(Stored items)
+++++

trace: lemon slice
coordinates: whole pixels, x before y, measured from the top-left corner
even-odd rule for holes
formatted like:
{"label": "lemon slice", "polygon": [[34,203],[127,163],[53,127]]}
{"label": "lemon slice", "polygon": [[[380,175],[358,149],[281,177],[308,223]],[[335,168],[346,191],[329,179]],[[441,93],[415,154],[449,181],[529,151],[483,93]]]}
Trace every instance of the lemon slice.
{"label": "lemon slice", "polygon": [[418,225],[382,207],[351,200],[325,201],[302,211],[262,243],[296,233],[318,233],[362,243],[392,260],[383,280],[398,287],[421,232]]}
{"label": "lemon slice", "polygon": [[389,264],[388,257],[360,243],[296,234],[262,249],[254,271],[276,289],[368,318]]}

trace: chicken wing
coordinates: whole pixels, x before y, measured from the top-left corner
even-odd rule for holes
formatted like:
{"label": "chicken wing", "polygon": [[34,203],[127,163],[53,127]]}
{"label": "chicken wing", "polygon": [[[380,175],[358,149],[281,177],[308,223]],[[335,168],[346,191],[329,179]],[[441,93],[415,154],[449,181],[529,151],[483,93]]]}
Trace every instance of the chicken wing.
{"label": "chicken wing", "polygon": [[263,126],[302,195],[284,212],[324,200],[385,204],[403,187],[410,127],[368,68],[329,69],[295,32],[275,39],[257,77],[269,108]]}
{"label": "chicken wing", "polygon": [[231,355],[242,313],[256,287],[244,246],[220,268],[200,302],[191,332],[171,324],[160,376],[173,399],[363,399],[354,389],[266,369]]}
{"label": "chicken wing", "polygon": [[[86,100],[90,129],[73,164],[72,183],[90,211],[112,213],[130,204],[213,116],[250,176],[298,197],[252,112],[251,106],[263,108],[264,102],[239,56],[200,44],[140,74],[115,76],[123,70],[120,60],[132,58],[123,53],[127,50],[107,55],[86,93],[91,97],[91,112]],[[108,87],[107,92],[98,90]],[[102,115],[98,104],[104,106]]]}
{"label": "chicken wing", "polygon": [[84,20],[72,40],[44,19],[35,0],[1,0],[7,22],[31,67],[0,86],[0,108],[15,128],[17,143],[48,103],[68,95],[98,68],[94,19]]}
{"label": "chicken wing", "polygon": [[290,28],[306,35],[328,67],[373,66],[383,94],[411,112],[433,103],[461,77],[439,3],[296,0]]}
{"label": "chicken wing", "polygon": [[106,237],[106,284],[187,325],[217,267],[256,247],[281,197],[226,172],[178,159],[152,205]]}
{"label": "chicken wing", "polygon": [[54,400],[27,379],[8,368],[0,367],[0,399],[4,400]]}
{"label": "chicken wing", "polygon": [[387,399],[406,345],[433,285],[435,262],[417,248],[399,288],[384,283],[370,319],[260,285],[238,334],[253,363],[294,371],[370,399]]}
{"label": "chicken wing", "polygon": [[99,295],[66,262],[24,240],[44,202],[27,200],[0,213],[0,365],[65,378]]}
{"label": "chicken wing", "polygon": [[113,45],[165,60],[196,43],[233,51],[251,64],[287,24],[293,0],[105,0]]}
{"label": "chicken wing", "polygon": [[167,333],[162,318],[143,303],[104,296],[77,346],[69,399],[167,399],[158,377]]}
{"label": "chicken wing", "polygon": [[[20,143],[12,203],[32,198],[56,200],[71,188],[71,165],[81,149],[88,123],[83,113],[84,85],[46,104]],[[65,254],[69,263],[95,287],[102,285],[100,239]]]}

+++++

Each record should come back exactly as written.

■ **Answer area**
trace: lemon slice
coordinates: whole pixels, x before y, measured from the top-left corner
even-odd rule for holes
formatted like:
{"label": "lemon slice", "polygon": [[34,203],[127,163],[53,127]]}
{"label": "lemon slice", "polygon": [[[380,175],[358,149],[281,177],[308,223]],[[335,168],[346,191],[329,179]],[[441,93],[415,154],[449,181],[529,151],[483,93]]]}
Trace every instance of the lemon slice.
{"label": "lemon slice", "polygon": [[418,225],[382,207],[351,200],[325,201],[302,211],[262,243],[296,233],[318,233],[362,243],[392,260],[383,280],[398,287],[421,232]]}
{"label": "lemon slice", "polygon": [[389,264],[388,257],[360,243],[296,234],[262,249],[254,271],[276,289],[368,318]]}

trace: chicken wing
coordinates: whole pixels, x before y, measured from the top-left corner
even-odd rule for holes
formatted like:
{"label": "chicken wing", "polygon": [[34,203],[127,163],[53,127]]}
{"label": "chicken wing", "polygon": [[[380,175],[358,149],[281,177],[308,223]],[[335,168],[346,191],[329,179]],[[441,93],[415,154],[449,181],[529,151],[483,93]]]}
Trace every instance of the chicken wing.
{"label": "chicken wing", "polygon": [[263,126],[302,195],[284,212],[324,200],[385,204],[403,187],[410,127],[368,68],[329,69],[295,32],[275,39],[257,77],[269,108]]}
{"label": "chicken wing", "polygon": [[231,355],[242,313],[256,287],[244,246],[220,268],[200,302],[191,332],[171,324],[160,376],[173,399],[363,399],[354,389],[266,369]]}
{"label": "chicken wing", "polygon": [[[86,100],[90,129],[73,164],[72,183],[90,211],[112,213],[130,204],[213,116],[250,176],[298,197],[252,112],[251,106],[263,108],[264,102],[239,56],[200,44],[140,74],[115,76],[123,70],[120,60],[132,58],[123,53],[127,50],[107,55],[86,93],[91,97],[91,112]],[[108,87],[107,92],[98,90]],[[102,115],[98,104],[104,106]]]}
{"label": "chicken wing", "polygon": [[84,20],[72,40],[44,19],[35,0],[1,0],[7,22],[31,67],[0,86],[0,108],[15,128],[17,143],[48,103],[68,95],[98,68],[94,19]]}
{"label": "chicken wing", "polygon": [[290,28],[306,35],[328,67],[373,66],[383,94],[411,112],[433,103],[461,77],[439,3],[296,0]]}
{"label": "chicken wing", "polygon": [[106,237],[106,284],[187,325],[217,267],[256,247],[281,197],[226,172],[178,159],[152,205]]}
{"label": "chicken wing", "polygon": [[54,400],[27,379],[8,368],[0,367],[0,399],[4,400]]}
{"label": "chicken wing", "polygon": [[387,399],[406,345],[433,285],[435,262],[417,248],[399,288],[384,283],[370,319],[260,285],[238,334],[253,363],[294,371],[370,399]]}
{"label": "chicken wing", "polygon": [[99,295],[66,262],[24,240],[44,202],[27,200],[0,213],[0,365],[65,378]]}
{"label": "chicken wing", "polygon": [[113,45],[165,60],[196,43],[233,51],[251,64],[287,24],[293,0],[105,0]]}
{"label": "chicken wing", "polygon": [[167,333],[162,318],[143,303],[104,296],[77,346],[69,399],[167,399],[158,377]]}
{"label": "chicken wing", "polygon": [[[20,143],[12,203],[32,198],[56,200],[71,188],[71,165],[81,149],[88,123],[83,113],[84,85],[46,104]],[[65,254],[69,263],[95,287],[102,285],[100,239]]]}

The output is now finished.